### SOAL LATIHAN
• A. Jawab pertanyaan berikut berdasarkan kutipan tentang Silindik:
(i) Menurut kutipan, lengkung bambu pada sangkar menjadi apa bagi Silindik?
(ii) Di bagian mana Silindik digantung sebagai hiasan bunyi?
(iii) Apa harapan orang Mapun saat melepas Silindik ke alam liar?
• B. Tentukan apakah setiap pernyataan di bawah ini sesuai dengan kutipan tentang Silindik. Jawab ya atau tidak, lalu kutip kata-kata dari kutipan yang menjadi dasarnya.
(i) Silindik dalam sangkar berubah menjadi makhluk duka.
(ii) Silindik dalam sangkar bersuara ketika diminta.
(iii) Orang Mapun melepasliar Silindik bila ada gejala yang mengkhawatirkan.

### KUTIPAN TEKS
=======

Begitulah Silindik dalam sangkar. Tetap indah, lincah, dan punya dunia kecil sendiri. Ia tak berubah menjadi makhluk duka, malah menunjukkan daya adaptasi yang luar biasa. Dalam ruang sempit, ia menciptakan ruang geraknya sendiri. Lengkung bambu bukan pagar, tapi jalur untuk terus bergerak, tidur, bermain, dan berkicau. Sebuah kehidupan kecil yang tetap berwarna, meski tak lagi bebas di dahan hutan.

Namun dalam bentuknya yang menyedihkan, Silindik dalam sangkar juga bisa dilihat sebagai ornamen. Ia menjadi bagian dari dekorasi rumah besar bernama kekuasaan, digantung di sudut beranda sebagai hiasan bunyi saat tamu datang. Ia bersuara ketika diminta, diam ketika disuruh. Tampak sibuk, tapi tak ke mana-mana. Terlihat berdaya, padahal sekadar bagian dari tata letak. Bahkan suara nyaringnya bisa menjadi pengalih dari kebusukan di balik dinding rumah.

 

Ketika dilepas liar

Mungkin karena jumlahnya yang cukup banyak, orang-orang Mapun sering melepasliar Silindik bila ada gejala yang mengkhawatirkan. Misalnya, meminjam lirik lagu Perjalanan Franky and Jane (1978) “gejala sakit yang tak terobati.” Silindik kemudian dilepaskan ke alam liar, dengan harapan ia dapat menemukan obatnya sendiri, atau alam akan menjadi dukun yang akan memulihkan penderitaan Silindik. Kata orang Mapun, “biasanya, ia akan sembuh di alam, dan akan kemali lagi setelah pulih.”

=======

### DATA YANG DIBERIKAN

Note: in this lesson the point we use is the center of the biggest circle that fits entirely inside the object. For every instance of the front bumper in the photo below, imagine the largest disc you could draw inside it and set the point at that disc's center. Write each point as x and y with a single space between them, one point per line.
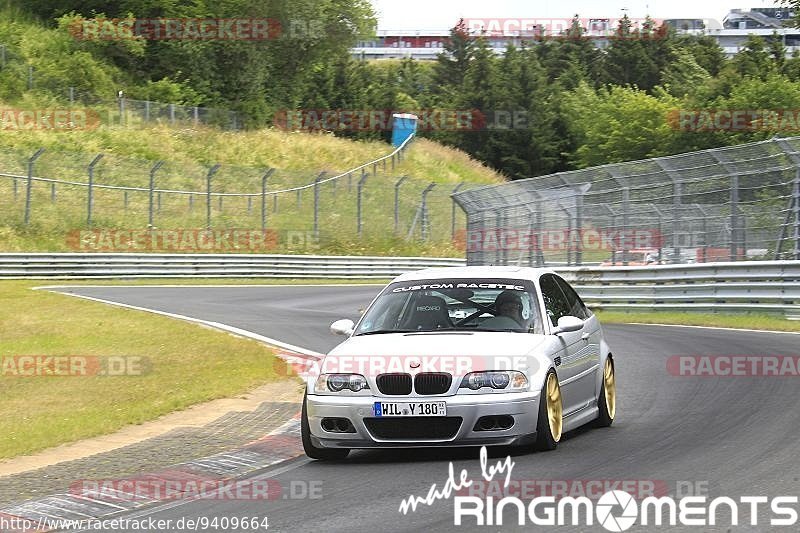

=======

### KUNCI JAWABAN
• A.
(i) Jalur untuk terus bergerak, tidur, bermain, dan berkicau, bukan pagar.
(ii) Di sudut beranda.
(iii) Silindik dapat menemukan obatnya sendiri, atau alam akan menjadi dukun yang memulihkan penderitaannya.

• B.
(i) Tidak: "Ia tak berubah menjadi makhluk duka"
(ii) Ya: "Ia bersuara ketika diminta, diam ketika disuruh."
(iii) Ya: "orang-orang Mapun sering melepasliar Silindik bila ada gejala yang mengkhawatirkan"